Exercises:
[A] In the text about the Mad Dog Phase 2 project, how far southwest of the existing Mad Dog platform will the second platform be moored?
[B] From the text about the Mad Dog Phase 2 project, return everything from "Estimated to cost" down to "of natural gas.", copied without changes.

Text:

Still, a number of field development projects will move forward this year, despite the malaise that continues to hang over the Gulf. Perhaps most notable is BP’s Mad Dog Phase 2 project, which was sanctioned last December.
Estimated to cost some $9 billion to develop, the deepwater Gulf of Mexico project calls for a new floating production platform with the capacity to produce up to 140,000 b/d of crude oil from up to 14 production wells. Oil production is expected to begin in late 2021.
The second Mad Dog platform will be moored about 6 mi (10 km) southwest of the existing Mad Dog platform, which is located in 4,500 ft (1,372 m) of water about 190 mi (306 km) south of New Orleans. The current platform has the capacity to produce up to 80,000 b/d of oil and 60 MMcf/d of natural gas.
|The $9-billion Mad Dog Phase 2 project calls for a new floating production platform with the capacity to produce up to 140,000 b/d of crude oil from up to 14 production wells. (Courtesy BP)|
In 2013, BP (operator with 60.5% working interest) and co-owners, BHP Billiton (23.9%) and Union Oil Company of California, an affiliate of Chevron U.S.A. Inc. (15.6%), decided to re-evaluate the project after an initial design proved too complex and costly.

Data listing:
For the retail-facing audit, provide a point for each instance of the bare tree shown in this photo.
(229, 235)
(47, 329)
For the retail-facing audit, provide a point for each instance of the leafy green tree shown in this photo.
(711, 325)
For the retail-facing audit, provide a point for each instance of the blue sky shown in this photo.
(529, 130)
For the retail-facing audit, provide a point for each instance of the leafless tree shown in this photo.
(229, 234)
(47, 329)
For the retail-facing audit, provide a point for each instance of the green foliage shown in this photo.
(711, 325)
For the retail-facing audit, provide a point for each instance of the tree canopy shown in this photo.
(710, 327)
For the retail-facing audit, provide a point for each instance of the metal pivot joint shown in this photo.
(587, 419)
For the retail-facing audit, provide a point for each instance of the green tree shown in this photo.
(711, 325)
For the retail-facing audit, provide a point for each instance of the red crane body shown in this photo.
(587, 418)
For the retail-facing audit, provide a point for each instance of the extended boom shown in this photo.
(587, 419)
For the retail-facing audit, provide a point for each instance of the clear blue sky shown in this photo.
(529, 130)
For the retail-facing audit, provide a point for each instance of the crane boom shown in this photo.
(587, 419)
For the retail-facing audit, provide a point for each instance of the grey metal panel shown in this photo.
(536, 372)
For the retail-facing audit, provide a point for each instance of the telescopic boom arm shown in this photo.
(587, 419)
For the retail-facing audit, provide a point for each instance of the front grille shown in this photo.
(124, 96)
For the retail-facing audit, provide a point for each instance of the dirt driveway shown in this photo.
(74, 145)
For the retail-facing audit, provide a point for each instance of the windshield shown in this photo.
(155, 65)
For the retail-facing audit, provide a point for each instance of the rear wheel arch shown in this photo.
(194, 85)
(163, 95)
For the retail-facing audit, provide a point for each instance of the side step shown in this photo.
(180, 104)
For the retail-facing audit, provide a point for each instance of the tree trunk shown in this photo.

Answers to the exercises:
[A] About 6 mi (10 km).

[B]
Estimated to cost some $9 billion to develop, the deepwater Gulf of Mexico project calls for a new floating production platform with the capacity to produce up to 140,000 b/d of crude oil from up to 14 production wells. Oil production is expected to begin in late 2021.
The second Mad Dog platform will be moored about 6 mi (10 km) southwest of the existing Mad Dog platform, which is located in 4,500 ft (1,372 m) of water about 190 mi (306 km) south of New Orleans. The current platform has the capacity to produce up to 80,000 b/d of oil and 60 MMcf/d of natural gas.